## Your task
Count the lines in the data below that contain the word "track", and reply with that number alone.
Start Dataset entries
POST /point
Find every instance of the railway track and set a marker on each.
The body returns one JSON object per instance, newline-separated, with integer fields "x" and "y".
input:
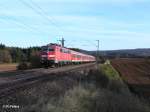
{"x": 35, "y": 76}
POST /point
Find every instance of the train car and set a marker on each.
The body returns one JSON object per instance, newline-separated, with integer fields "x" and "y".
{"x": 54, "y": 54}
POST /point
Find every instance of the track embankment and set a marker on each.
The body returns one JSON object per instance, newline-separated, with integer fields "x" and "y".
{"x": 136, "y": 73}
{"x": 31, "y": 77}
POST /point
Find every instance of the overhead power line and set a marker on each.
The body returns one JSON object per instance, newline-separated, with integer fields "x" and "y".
End Dataset entries
Start Dataset entries
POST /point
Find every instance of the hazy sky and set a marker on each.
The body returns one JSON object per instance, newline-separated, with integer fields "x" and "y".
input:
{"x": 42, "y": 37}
End Dataset entries
## Written solution
2